* _Set task_: Rewrite the rows below, replacing every occurrence of "expected format" with "required format". Leave all other text unchanged.
Start The input
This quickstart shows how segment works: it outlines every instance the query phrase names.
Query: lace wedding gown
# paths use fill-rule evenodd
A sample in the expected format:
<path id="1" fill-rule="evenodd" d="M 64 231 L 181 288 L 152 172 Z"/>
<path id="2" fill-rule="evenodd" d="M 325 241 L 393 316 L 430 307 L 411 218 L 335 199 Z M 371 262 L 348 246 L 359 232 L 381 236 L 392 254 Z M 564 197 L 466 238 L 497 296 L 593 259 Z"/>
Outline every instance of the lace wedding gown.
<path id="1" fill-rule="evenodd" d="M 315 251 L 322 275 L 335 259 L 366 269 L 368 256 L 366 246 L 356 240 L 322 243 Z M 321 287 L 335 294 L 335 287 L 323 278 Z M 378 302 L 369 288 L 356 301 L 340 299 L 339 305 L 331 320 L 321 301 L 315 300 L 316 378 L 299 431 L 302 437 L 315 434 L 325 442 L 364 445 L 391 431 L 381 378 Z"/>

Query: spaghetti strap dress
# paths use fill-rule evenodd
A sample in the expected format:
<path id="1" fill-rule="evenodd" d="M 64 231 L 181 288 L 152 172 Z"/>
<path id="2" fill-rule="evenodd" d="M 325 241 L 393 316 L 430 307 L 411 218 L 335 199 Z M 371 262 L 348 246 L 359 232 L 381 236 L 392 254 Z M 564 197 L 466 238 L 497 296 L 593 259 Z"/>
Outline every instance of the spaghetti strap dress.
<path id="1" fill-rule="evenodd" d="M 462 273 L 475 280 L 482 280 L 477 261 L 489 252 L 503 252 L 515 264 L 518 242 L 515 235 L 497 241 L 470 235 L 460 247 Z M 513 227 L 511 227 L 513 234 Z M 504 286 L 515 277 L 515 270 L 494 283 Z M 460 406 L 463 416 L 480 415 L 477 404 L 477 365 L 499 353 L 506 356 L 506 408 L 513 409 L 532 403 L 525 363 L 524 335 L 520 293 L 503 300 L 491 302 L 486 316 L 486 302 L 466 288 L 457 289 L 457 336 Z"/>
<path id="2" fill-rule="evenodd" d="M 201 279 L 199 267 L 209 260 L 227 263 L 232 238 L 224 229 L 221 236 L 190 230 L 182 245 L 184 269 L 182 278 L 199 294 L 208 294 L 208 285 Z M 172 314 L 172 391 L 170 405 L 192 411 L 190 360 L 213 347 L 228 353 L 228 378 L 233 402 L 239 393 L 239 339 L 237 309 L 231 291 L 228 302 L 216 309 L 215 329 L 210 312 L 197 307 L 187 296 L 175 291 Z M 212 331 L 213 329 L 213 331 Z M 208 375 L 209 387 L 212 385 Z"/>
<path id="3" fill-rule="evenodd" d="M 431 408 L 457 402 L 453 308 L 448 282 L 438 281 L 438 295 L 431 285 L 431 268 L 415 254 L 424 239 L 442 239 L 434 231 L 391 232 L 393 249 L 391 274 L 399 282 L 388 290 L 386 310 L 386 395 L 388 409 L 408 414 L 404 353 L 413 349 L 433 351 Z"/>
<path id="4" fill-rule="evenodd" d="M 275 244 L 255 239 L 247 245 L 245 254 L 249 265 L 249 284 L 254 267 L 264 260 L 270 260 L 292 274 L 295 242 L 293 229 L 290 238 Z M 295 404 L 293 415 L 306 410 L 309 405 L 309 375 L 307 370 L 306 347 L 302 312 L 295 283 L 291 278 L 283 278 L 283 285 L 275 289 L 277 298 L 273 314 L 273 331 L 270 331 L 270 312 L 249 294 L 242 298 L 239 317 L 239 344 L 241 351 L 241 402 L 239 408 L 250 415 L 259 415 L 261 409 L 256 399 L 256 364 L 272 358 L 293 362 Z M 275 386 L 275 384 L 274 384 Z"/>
End The input
* _Answer_:
This quickstart shows how segment works: it outlines every instance the query phrase names.
Query: lace wedding gown
# paths use fill-rule evenodd
A sample in the required format:
<path id="1" fill-rule="evenodd" d="M 64 231 L 181 288 L 152 172 Z"/>
<path id="2" fill-rule="evenodd" d="M 325 241 L 393 316 L 430 307 L 411 218 L 335 199 Z M 371 262 L 348 246 L 359 232 L 381 236 L 392 254 Z M 564 197 L 466 238 L 497 296 L 593 259 Z"/>
Outline every instance of the lace wedding gown.
<path id="1" fill-rule="evenodd" d="M 315 251 L 322 275 L 335 259 L 366 269 L 368 256 L 366 246 L 356 240 L 322 243 Z M 321 287 L 335 294 L 335 287 L 323 278 Z M 378 302 L 369 288 L 356 301 L 340 299 L 339 305 L 331 320 L 321 301 L 315 300 L 316 378 L 299 431 L 302 437 L 315 434 L 325 442 L 364 445 L 391 431 L 381 378 Z"/>

Query: spaghetti strap dress
# paths use fill-rule evenodd
A sample in the required format:
<path id="1" fill-rule="evenodd" d="M 64 231 L 181 288 L 152 172 Z"/>
<path id="2" fill-rule="evenodd" d="M 325 241 L 393 316 L 430 307 L 411 218 L 335 199 Z M 371 262 L 348 246 L 359 232 L 381 236 L 392 254 Z M 564 197 L 466 238 L 497 296 L 593 259 Z"/>
Outline every instance of the spaghetti strap dress.
<path id="1" fill-rule="evenodd" d="M 462 273 L 475 280 L 482 280 L 477 261 L 489 252 L 503 252 L 515 264 L 518 242 L 515 235 L 497 241 L 470 235 L 460 247 Z M 513 227 L 511 227 L 513 234 Z M 504 286 L 515 277 L 515 270 L 494 283 Z M 460 406 L 463 416 L 480 415 L 477 404 L 477 365 L 499 353 L 506 356 L 506 408 L 513 409 L 532 403 L 525 363 L 524 335 L 520 293 L 503 300 L 491 302 L 486 316 L 486 302 L 466 288 L 457 289 L 457 336 Z"/>
<path id="2" fill-rule="evenodd" d="M 201 279 L 199 267 L 209 260 L 227 263 L 232 238 L 224 229 L 221 236 L 190 230 L 182 245 L 184 269 L 182 278 L 199 294 L 208 294 L 208 285 Z M 172 314 L 172 391 L 170 405 L 192 411 L 190 360 L 213 347 L 228 353 L 228 378 L 233 402 L 239 393 L 239 339 L 237 309 L 231 291 L 228 302 L 216 309 L 215 329 L 210 312 L 197 307 L 187 296 L 175 291 Z M 212 331 L 213 329 L 213 331 Z M 208 375 L 209 387 L 212 385 Z"/>
<path id="3" fill-rule="evenodd" d="M 431 408 L 457 402 L 453 308 L 448 282 L 438 281 L 438 295 L 431 285 L 431 268 L 415 254 L 424 239 L 442 239 L 434 231 L 391 232 L 393 249 L 391 274 L 399 282 L 388 290 L 386 310 L 386 395 L 388 409 L 408 414 L 404 353 L 413 349 L 433 351 Z"/>
<path id="4" fill-rule="evenodd" d="M 275 244 L 255 239 L 247 245 L 245 254 L 249 265 L 249 284 L 254 267 L 264 260 L 270 260 L 292 274 L 295 242 L 293 229 L 290 238 Z M 295 404 L 293 415 L 306 410 L 309 405 L 309 375 L 307 370 L 306 347 L 302 312 L 295 283 L 291 278 L 283 278 L 283 285 L 275 289 L 277 298 L 273 314 L 273 331 L 270 331 L 270 312 L 249 294 L 242 298 L 239 317 L 239 344 L 241 351 L 241 402 L 239 408 L 250 415 L 259 415 L 261 409 L 256 399 L 256 364 L 272 358 L 293 362 Z M 275 386 L 275 384 L 274 384 Z"/>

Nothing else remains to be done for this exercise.